**Lines of data**.
──────────────────────────────

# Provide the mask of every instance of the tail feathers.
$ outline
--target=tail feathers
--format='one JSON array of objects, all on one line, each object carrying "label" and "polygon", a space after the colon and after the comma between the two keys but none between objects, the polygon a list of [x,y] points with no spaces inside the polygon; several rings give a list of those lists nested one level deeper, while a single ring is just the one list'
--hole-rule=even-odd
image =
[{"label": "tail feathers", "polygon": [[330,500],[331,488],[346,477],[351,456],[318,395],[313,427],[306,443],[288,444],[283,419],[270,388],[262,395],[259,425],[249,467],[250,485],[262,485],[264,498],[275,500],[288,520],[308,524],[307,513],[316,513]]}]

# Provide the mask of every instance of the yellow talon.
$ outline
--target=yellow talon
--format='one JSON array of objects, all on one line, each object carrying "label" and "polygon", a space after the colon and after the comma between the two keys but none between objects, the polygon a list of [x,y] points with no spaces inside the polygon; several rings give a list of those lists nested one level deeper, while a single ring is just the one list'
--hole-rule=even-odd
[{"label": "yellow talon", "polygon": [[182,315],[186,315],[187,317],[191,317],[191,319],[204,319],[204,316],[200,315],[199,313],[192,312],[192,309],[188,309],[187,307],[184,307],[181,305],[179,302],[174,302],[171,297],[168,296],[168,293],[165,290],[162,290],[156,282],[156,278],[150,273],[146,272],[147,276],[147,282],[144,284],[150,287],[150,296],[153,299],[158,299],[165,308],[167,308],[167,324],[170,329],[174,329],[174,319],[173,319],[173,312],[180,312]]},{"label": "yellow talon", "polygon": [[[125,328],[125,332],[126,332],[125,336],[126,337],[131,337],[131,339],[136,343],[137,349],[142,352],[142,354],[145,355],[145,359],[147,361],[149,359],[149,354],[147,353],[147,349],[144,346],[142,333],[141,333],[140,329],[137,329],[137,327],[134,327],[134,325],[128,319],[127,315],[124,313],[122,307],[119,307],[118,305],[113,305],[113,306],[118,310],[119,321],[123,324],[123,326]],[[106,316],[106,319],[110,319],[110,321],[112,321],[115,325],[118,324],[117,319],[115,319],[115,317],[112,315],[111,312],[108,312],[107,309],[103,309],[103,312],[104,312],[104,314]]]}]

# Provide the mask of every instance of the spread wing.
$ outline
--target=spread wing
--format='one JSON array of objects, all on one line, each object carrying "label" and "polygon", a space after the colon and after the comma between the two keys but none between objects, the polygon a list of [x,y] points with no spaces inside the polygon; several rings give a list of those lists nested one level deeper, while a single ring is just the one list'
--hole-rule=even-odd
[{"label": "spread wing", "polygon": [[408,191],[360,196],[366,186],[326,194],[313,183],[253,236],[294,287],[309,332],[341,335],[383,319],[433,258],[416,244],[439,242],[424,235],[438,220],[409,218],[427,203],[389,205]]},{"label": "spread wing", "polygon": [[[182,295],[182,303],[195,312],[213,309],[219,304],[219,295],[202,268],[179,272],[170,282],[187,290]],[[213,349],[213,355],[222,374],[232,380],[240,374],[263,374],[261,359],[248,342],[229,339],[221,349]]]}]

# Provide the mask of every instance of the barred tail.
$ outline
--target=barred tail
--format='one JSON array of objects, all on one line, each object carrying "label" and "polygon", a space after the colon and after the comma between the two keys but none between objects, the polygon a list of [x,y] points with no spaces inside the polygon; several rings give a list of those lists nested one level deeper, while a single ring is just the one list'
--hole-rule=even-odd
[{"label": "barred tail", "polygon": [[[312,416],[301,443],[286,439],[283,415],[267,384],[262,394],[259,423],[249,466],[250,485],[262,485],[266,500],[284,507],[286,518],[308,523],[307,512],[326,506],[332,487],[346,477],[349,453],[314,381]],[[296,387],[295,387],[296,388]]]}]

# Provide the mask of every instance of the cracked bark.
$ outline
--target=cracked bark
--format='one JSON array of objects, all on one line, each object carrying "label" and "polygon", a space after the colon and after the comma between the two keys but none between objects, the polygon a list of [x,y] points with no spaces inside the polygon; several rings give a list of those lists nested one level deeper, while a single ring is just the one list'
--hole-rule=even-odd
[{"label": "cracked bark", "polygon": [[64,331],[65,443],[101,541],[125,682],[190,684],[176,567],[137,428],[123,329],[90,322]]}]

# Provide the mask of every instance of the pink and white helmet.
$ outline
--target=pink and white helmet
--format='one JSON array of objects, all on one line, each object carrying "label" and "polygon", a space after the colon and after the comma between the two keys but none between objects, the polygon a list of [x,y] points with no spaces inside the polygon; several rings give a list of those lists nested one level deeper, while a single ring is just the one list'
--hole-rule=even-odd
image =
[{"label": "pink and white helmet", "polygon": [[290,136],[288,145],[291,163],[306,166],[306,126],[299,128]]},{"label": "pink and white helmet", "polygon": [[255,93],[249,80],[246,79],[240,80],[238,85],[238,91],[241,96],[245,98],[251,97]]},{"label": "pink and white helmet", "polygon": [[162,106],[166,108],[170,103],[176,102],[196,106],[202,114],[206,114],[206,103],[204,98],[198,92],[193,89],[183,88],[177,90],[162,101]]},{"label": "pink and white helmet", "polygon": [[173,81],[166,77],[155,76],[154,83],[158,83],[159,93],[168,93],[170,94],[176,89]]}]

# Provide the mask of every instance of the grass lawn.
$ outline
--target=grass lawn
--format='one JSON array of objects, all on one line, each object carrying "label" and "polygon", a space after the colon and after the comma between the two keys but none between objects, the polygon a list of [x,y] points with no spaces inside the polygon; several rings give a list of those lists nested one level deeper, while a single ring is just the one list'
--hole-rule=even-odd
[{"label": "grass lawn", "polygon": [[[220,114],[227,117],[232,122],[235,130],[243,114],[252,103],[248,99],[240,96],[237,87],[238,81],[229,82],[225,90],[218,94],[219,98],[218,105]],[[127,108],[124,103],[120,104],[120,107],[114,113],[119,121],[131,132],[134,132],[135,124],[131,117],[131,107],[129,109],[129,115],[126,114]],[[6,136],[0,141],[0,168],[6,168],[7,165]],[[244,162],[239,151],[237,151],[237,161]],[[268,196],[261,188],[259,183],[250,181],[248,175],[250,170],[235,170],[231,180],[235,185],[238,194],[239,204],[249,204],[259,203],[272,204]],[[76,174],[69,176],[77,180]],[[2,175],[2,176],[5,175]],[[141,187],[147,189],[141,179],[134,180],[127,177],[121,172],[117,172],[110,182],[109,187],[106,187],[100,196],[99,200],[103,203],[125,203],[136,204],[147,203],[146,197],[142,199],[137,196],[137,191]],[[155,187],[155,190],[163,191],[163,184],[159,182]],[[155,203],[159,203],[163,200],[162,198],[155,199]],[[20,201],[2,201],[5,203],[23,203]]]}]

──────────────────────────────

Make an exact copy of the material above.

# Provide the mask of every instance of the tail feathers.
$ outline
--target=tail feathers
--format='one JSON array of objects, all on one line, each object carrying "label" and "polygon", a space after the colon and after the comma between the two keys but none between objects, the polygon a list of [x,y] points with no spaces inside the polygon; several rings give a list of those lists nested one level deeper, while a single ring is just the one list'
--hole-rule=even-odd
image =
[{"label": "tail feathers", "polygon": [[330,500],[331,488],[346,477],[351,456],[318,395],[313,427],[306,443],[288,444],[283,419],[270,388],[262,395],[259,425],[249,467],[250,485],[262,485],[264,498],[275,500],[288,520],[308,524],[307,513],[316,513]]}]

# Provide the mask of every instance of the yellow talon.
$ outline
--target=yellow talon
--format='one JSON array of objects, all on one line, each object carrying "label" and "polygon", a space after the colon and after the comma between the two keys but none between objects, the polygon a list of [x,y] points with no spaces inside the polygon; several rings give a list of those lists nested one level deeper, while a single ring is just the one list'
--hole-rule=even-odd
[{"label": "yellow talon", "polygon": [[182,315],[186,315],[187,317],[191,317],[191,319],[204,319],[204,316],[200,315],[199,313],[192,312],[192,309],[188,309],[187,307],[184,307],[181,305],[179,302],[174,302],[171,297],[168,296],[168,293],[165,290],[162,290],[156,282],[156,278],[150,273],[146,272],[147,276],[147,282],[144,284],[150,287],[150,296],[153,299],[158,299],[165,308],[167,308],[167,324],[170,329],[174,329],[174,319],[173,319],[173,312],[180,312]]},{"label": "yellow talon", "polygon": [[[125,328],[125,332],[126,332],[125,336],[126,337],[131,337],[131,339],[136,343],[137,349],[142,352],[142,354],[145,355],[145,359],[147,361],[149,359],[149,354],[147,353],[147,349],[144,346],[142,333],[141,333],[140,329],[137,329],[137,327],[134,327],[134,325],[128,319],[127,315],[124,313],[122,307],[119,307],[118,305],[113,305],[113,306],[118,310],[119,321],[123,324],[123,326]],[[106,316],[106,319],[110,319],[110,321],[112,321],[115,325],[118,324],[117,319],[115,319],[115,317],[112,315],[111,312],[108,312],[107,309],[103,309],[103,312],[104,312],[104,314]]]}]

# Provide the mask of every instance of the spread wing.
$ outline
--target=spread wing
--format='one JSON array of objects, all on one line, each object carrying "label" and "polygon", a space after the colon and after the comma between the two keys but none between objects, the polygon a list of [x,y] points with no spaces inside the polygon; several rings give a list of those lists nested one level deeper, while a single ring is just the one list'
--hole-rule=even-odd
[{"label": "spread wing", "polygon": [[408,191],[360,196],[366,186],[326,194],[313,183],[253,236],[294,287],[309,332],[341,335],[383,319],[433,258],[416,244],[439,242],[424,235],[438,220],[409,218],[427,203],[389,205]]},{"label": "spread wing", "polygon": [[[182,295],[182,303],[195,312],[213,309],[219,304],[219,295],[202,268],[179,272],[170,282],[187,290]],[[213,349],[213,355],[222,374],[232,380],[240,374],[263,374],[261,359],[248,342],[229,339],[221,349]]]}]

# Provide the mask of every instance of the barred tail.
$ outline
--target=barred tail
--format='one JSON array of objects, all on one line, each object carrying "label" and "polygon", a space after the colon and after the comma between the two keys but none between objects, the polygon a list of [x,y] points with no spaces inside the polygon; several rings give a list of those lists nested one level deeper, while a single ring is just the one list'
--hole-rule=even-odd
[{"label": "barred tail", "polygon": [[[312,416],[301,443],[286,439],[283,415],[267,384],[262,394],[259,423],[249,466],[250,485],[262,485],[266,500],[284,507],[286,518],[308,523],[307,512],[326,506],[332,487],[346,477],[349,453],[314,381]],[[296,387],[295,387],[296,388]]]}]

# Provide the mask of every instance of the cracked bark.
$ outline
--target=cracked bark
--format='one JSON array of objects, all on one line, each object carrying "label" and "polygon", a space after the colon and after the comma between the two keys but none between objects, the polygon a list of [x,y] points with no spaces inside the polygon; several rings give a list of those lists nested one level deeper, while a single ring is just the one list'
--hole-rule=even-odd
[{"label": "cracked bark", "polygon": [[64,331],[65,443],[101,541],[125,682],[190,684],[176,567],[137,428],[123,329],[90,322]]}]

# Provide the mask of every instance of the pink and white helmet.
$ outline
--target=pink and white helmet
--format='one JSON array of objects, all on one line, each object carrying "label" and "polygon", a space after the colon and after the comma between the two keys but none between objects, the polygon a list of [x,y] points with no spaces inside the polygon; several rings give a list of those lists nested one level deeper, while a single ring is just the one list'
--hole-rule=even-odd
image =
[{"label": "pink and white helmet", "polygon": [[290,136],[288,145],[291,163],[306,166],[306,126],[299,128]]},{"label": "pink and white helmet", "polygon": [[255,93],[249,80],[246,79],[240,80],[238,85],[238,91],[241,96],[245,98],[251,97]]},{"label": "pink and white helmet", "polygon": [[162,106],[166,108],[170,103],[176,102],[196,106],[202,114],[206,114],[206,103],[204,98],[198,92],[193,89],[183,88],[177,90],[162,101]]},{"label": "pink and white helmet", "polygon": [[173,81],[166,77],[155,76],[154,83],[158,83],[159,93],[168,93],[170,94],[176,89]]}]

# Provide the mask of every instance of the grass lawn.
$ outline
--target=grass lawn
--format='one JSON array of objects, all on one line, each object carrying "label" and "polygon", a space after the colon and after the comma between the two keys but none between objects, the polygon a list of [x,y] points with no spaces inside the polygon; several rings give a list of those lists nested one level deeper, while a single ring is just the one list'
--hole-rule=even-odd
[{"label": "grass lawn", "polygon": [[[220,114],[227,117],[232,122],[235,130],[243,114],[252,103],[248,99],[240,96],[237,87],[238,81],[229,82],[225,90],[218,94],[219,98],[218,105]],[[127,108],[124,103],[120,104],[120,107],[114,113],[119,121],[131,132],[134,132],[135,124],[131,117],[131,107],[129,109],[129,115],[126,114]],[[6,136],[0,141],[0,168],[6,168],[7,165]],[[244,162],[239,151],[237,151],[237,161]],[[268,196],[261,188],[259,183],[250,181],[248,175],[250,170],[235,170],[231,180],[235,185],[238,194],[239,204],[249,204],[259,203],[272,204]],[[76,174],[69,176],[77,180]],[[2,175],[2,176],[5,175]],[[141,187],[147,189],[141,179],[134,180],[127,177],[121,172],[117,172],[110,182],[109,187],[106,187],[100,196],[99,200],[103,203],[125,203],[136,204],[147,203],[146,197],[142,199],[137,196],[137,191]],[[155,187],[155,190],[163,191],[163,184],[159,182]],[[155,203],[159,203],[163,200],[162,198],[155,199]],[[20,201],[2,201],[5,203],[23,203]]]}]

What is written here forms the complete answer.